# Goal
Can you transcribe the data exactly? Leave the pictures out.
########################################
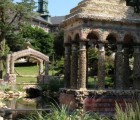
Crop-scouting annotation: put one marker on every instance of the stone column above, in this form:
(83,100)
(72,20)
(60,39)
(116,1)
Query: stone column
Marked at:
(67,65)
(126,69)
(136,68)
(119,67)
(8,64)
(101,67)
(40,67)
(82,66)
(46,68)
(12,64)
(74,67)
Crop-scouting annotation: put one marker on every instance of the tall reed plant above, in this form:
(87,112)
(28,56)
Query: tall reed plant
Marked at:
(131,112)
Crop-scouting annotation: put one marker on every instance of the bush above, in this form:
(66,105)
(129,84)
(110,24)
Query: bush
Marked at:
(131,112)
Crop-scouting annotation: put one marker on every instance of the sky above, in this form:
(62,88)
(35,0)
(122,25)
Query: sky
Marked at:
(59,7)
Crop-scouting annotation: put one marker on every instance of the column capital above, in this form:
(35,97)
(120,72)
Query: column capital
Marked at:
(136,49)
(67,44)
(119,47)
(82,45)
(101,47)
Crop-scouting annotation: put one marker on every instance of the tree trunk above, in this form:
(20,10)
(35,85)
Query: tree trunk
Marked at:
(2,50)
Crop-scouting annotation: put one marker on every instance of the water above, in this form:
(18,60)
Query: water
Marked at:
(24,106)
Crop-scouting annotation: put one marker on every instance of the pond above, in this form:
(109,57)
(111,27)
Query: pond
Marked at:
(24,105)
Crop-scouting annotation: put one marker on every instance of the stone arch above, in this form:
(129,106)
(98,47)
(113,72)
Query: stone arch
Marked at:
(112,37)
(11,58)
(67,38)
(130,37)
(29,52)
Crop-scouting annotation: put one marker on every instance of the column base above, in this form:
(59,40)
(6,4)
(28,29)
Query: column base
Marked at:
(43,79)
(11,78)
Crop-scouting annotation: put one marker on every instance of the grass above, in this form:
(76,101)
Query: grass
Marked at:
(28,70)
(63,113)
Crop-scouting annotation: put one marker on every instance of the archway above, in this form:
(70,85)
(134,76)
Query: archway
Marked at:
(11,58)
(110,63)
(128,60)
(92,58)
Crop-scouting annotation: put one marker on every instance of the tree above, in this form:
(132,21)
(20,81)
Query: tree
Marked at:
(59,45)
(40,40)
(12,15)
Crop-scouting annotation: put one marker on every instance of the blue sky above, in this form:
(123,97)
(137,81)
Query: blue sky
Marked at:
(60,7)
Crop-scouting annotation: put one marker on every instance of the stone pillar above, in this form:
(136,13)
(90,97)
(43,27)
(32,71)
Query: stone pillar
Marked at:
(82,66)
(119,67)
(126,69)
(8,64)
(74,67)
(136,68)
(40,67)
(101,67)
(67,65)
(12,64)
(46,68)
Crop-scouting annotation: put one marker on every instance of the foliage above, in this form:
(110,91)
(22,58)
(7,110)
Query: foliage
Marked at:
(93,61)
(5,87)
(55,83)
(131,112)
(40,40)
(59,67)
(58,45)
(63,113)
(12,17)
(15,41)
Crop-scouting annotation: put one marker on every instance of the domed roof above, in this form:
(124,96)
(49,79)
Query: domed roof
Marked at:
(113,10)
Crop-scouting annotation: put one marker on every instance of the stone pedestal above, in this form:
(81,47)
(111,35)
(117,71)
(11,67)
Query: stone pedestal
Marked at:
(119,68)
(136,68)
(74,67)
(67,65)
(101,67)
(11,78)
(43,79)
(82,67)
(126,69)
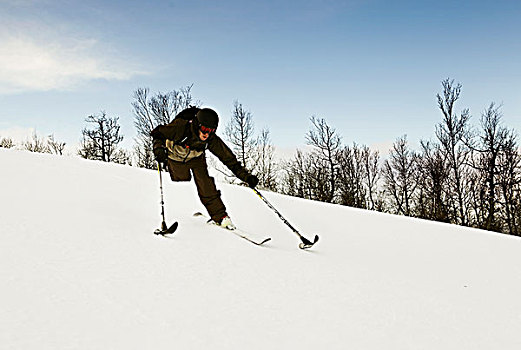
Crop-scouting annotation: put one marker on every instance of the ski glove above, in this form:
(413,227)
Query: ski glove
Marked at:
(252,181)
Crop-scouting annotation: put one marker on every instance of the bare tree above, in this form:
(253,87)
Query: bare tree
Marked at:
(371,161)
(55,147)
(264,157)
(493,140)
(433,173)
(37,144)
(101,142)
(295,177)
(151,111)
(510,184)
(351,176)
(326,143)
(6,142)
(399,175)
(452,133)
(240,133)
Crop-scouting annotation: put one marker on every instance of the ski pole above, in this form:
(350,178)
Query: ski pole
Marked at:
(164,228)
(305,242)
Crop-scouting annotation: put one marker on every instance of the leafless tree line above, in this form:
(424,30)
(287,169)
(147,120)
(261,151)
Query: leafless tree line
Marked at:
(466,175)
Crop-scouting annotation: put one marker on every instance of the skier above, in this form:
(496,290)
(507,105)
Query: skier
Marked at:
(181,146)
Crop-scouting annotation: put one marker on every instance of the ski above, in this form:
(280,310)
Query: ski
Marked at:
(238,232)
(164,230)
(306,244)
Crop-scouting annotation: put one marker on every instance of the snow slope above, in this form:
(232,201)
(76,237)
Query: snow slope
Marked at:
(81,269)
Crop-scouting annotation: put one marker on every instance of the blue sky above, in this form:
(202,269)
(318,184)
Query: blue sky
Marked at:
(370,68)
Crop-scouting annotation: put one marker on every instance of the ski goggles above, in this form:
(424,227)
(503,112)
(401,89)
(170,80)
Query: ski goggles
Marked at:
(206,130)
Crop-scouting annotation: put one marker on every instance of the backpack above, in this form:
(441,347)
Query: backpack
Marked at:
(187,113)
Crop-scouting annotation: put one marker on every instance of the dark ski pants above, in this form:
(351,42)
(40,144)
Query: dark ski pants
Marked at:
(209,195)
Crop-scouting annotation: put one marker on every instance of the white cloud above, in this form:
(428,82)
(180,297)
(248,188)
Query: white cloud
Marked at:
(30,64)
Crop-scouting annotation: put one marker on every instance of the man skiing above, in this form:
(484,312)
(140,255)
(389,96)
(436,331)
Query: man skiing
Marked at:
(181,146)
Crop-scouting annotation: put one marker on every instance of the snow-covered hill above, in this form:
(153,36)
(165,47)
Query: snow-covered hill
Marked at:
(81,269)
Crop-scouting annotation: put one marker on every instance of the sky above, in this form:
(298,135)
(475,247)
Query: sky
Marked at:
(370,68)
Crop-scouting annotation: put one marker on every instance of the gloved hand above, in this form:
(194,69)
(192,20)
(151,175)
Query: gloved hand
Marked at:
(161,154)
(156,134)
(252,181)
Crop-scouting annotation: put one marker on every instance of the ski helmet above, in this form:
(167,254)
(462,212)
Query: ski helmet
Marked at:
(208,117)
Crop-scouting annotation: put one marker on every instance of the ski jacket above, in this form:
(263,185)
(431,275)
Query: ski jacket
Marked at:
(181,139)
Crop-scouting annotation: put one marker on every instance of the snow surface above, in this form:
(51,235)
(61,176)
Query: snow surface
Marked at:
(81,269)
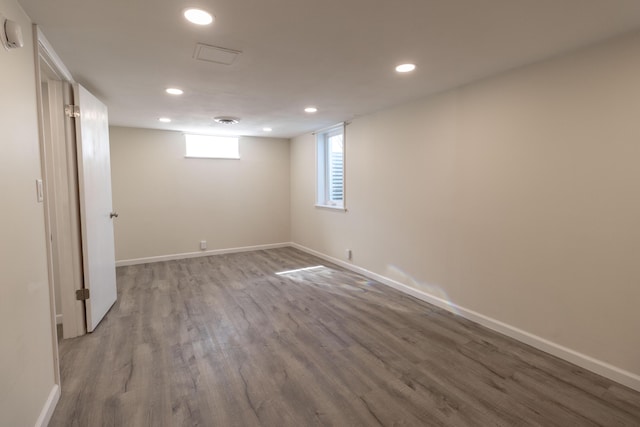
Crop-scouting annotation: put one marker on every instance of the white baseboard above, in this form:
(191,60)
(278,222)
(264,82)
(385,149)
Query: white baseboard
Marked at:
(172,257)
(49,407)
(614,373)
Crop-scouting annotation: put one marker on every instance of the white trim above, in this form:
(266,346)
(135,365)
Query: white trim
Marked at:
(51,57)
(49,407)
(172,257)
(607,370)
(335,208)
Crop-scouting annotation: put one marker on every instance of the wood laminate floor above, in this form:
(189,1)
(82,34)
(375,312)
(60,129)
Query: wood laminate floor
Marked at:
(225,341)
########################################
# Exercise response
Crop-scouting annotation: put one marker on every instance of the stone column above, in this form:
(83,100)
(72,20)
(60,39)
(116,1)
Query: stone column
Marked at:
(67,65)
(126,69)
(136,68)
(119,67)
(8,64)
(101,67)
(40,67)
(82,66)
(46,68)
(12,64)
(74,67)
Crop-scouting annotation: put one marker on every instance of the tall reed plant above, in this form:
(87,112)
(28,56)
Query: tall reed plant
Marked at:
(131,112)
Crop-scouting annotation: put one marker on every instance of the bush above, in this form:
(66,105)
(129,84)
(110,24)
Query: bush
Marked at:
(131,112)
Crop-scouting annotation: put one marker on every instance of the sky above, in this form:
(62,88)
(35,0)
(122,25)
Query: sky
Marked at:
(59,7)
Crop-scouting annotation: put one marker on every instance of the column capital above, in this form:
(35,97)
(120,72)
Query: column capital
Marked at:
(136,49)
(67,44)
(119,47)
(82,45)
(101,47)
Crop-scouting annotation: put one marker on every instance of the tree trunk above, in this form:
(20,10)
(35,85)
Query: tree trunk
Marked at:
(2,50)
Crop-scouting annotation: put one marker on every instance of the water above, in this form:
(18,60)
Query: water
Marked at:
(24,106)
Crop-scouting annotation: put one marker on every instance of the pond above, in this form:
(109,57)
(111,27)
Query: pond
Marked at:
(24,105)
Crop-scouting annotation: put one marker on every instance of the stone arch above, in this form:
(129,106)
(98,47)
(113,72)
Query: stone arch
Marked at:
(112,37)
(11,58)
(67,38)
(130,37)
(29,52)
Crop-scouting annotation: put one marker on every instance of the column base above, in this form:
(59,40)
(6,4)
(28,29)
Query: column base
Marked at:
(43,79)
(11,78)
Crop-scouting annotation: put one marker on every instance of the grass above, in this form:
(76,101)
Query: grass
Marked at:
(28,70)
(63,113)
Crop-scouting annotation: put one marker on every instance of the archway above, in this form:
(70,85)
(134,76)
Query: archway
Marked at:
(11,58)
(110,63)
(128,60)
(92,58)
Crop-scouting annotation: put one marker on every instance of the tree above, in this form:
(132,21)
(20,81)
Query: tree
Marked at:
(59,45)
(40,40)
(12,15)
Crop-scouting annotation: put one marker on every instance of the blue sky above, in this form:
(123,97)
(137,81)
Query: blue sky
Marked at:
(60,7)
Crop-scouting annotation: put one marker on every instance of the stone pillar above, in this form:
(136,13)
(90,97)
(43,27)
(32,71)
Query: stone pillar
Marked at:
(82,66)
(119,67)
(126,69)
(8,64)
(74,67)
(136,68)
(40,67)
(101,67)
(67,65)
(12,64)
(46,68)
Crop-scouting annotation: put one marker on every instance of the foliage above, in this form:
(110,91)
(22,58)
(7,110)
Query: foliage
Marked at:
(93,61)
(5,87)
(55,83)
(131,112)
(40,40)
(59,67)
(58,45)
(63,113)
(12,17)
(15,41)
Crop-scouting annotation: put one marker on every instance of the domed roof above, in this form:
(124,96)
(49,79)
Query: domed roof
Marked at:
(113,10)
Crop-scouting annotation: put one marker on every instance of the stone pedestal above, in this form:
(81,47)
(111,35)
(117,71)
(11,67)
Query: stone pedestal
Marked at:
(119,68)
(136,68)
(74,67)
(67,65)
(101,67)
(11,78)
(43,79)
(82,67)
(126,69)
Crop-scouting annotation: put one marker on every instance of the ski glove above, in this form:
(413,227)
Query: ski glove
Marked at:
(252,181)
Crop-scouting annotation: put one marker on every instance of the bare tree above, in this form:
(253,87)
Query: bare tree
Marked at:
(371,161)
(55,147)
(264,157)
(493,140)
(433,173)
(37,144)
(101,142)
(295,177)
(151,111)
(510,184)
(351,176)
(326,143)
(6,142)
(399,175)
(452,133)
(240,133)
Crop-scouting annotation: put one marker on every instance of the ski pole above, in this form:
(350,178)
Query: ski pole
Marked at:
(164,228)
(305,242)
Crop-scouting annotation: put one marker on every instance of the leafless tree line above, in this form:
(424,30)
(287,169)
(147,120)
(261,151)
Query: leafless tree line
Marked at:
(466,175)
Crop-scouting annotation: put one marker on every instance of the skier above, in this form:
(496,290)
(507,105)
Query: skier
Marked at:
(181,146)
Crop-scouting annotation: put one marker on every instance of the ski above, in this form:
(280,310)
Query: ski
Marked at:
(238,232)
(164,230)
(306,244)
Crop-scouting annotation: put one marker on every instance of the snow slope above, in this form:
(232,201)
(76,237)
Query: snow slope
Marked at:
(81,269)
Crop-scouting annotation: put one marker on every instance of the blue sky above, in this form:
(202,269)
(318,184)
Query: blue sky
Marked at:
(370,68)
Crop-scouting annotation: put one marker on every instance of the ski goggles above, in this form:
(424,227)
(503,112)
(401,89)
(170,80)
Query: ski goggles
Marked at:
(206,130)
Crop-scouting annotation: put one marker on every instance of the backpack above, in this form:
(441,347)
Query: backpack
Marked at:
(187,113)
Crop-scouting annotation: put one marker on every instance of the dark ski pants above, in this form:
(351,42)
(40,144)
Query: dark ski pants
Marked at:
(209,195)
Crop-scouting annotation: put one marker on every instance of the white cloud above, in this form:
(428,82)
(180,297)
(248,188)
Query: white cloud
Marked at:
(30,64)
Crop-scouting annotation: put one marker on every instance of the man skiing above, in this form:
(484,312)
(140,255)
(389,96)
(436,331)
Query: man skiing
Marked at:
(181,146)
Crop-scouting annotation: put one marker on every instance of the snow-covered hill above, in this form:
(153,36)
(165,47)
Query: snow-covered hill
Marked at:
(81,269)
Crop-scouting annotation: put one marker on every instance of the sky above, in this form:
(298,135)
(475,247)
Query: sky
Marked at:
(370,68)
Crop-scouting annotation: put one marker on every instance of the gloved hand above, in this form:
(194,69)
(192,20)
(151,175)
Query: gloved hand
Marked at:
(161,154)
(156,134)
(252,181)
Crop-scouting annotation: put one marker on every instance of the ski helmet above, in this form:
(167,254)
(462,212)
Query: ski helmet
Marked at:
(208,117)
Crop-scouting annotation: put one marker on every instance of the ski jacket above, in this form:
(263,185)
(431,275)
Query: ski jacket
Marked at:
(181,139)
Crop-scouting annotation: put one marker on every instance of the snow surface above, in this form:
(51,235)
(61,176)
Query: snow surface
Marked at:
(81,269)
Crop-scouting annotation: put one marker on every instance of the white baseboard above, in this form:
(191,60)
(278,222)
(264,82)
(385,149)
Query: white baseboard
Marked at:
(172,257)
(49,407)
(614,373)
Crop-scouting annotation: put one marker on every instance of the white trim above, in this form:
(266,346)
(135,365)
Query: white trim
Marked at:
(51,57)
(49,407)
(172,257)
(607,370)
(335,208)
Crop-scouting annotation: put one marker on every instance of the wood laminate floor above, in this form:
(189,1)
(82,34)
(375,312)
(60,129)
Query: wood laminate floor
Marked at:
(225,341)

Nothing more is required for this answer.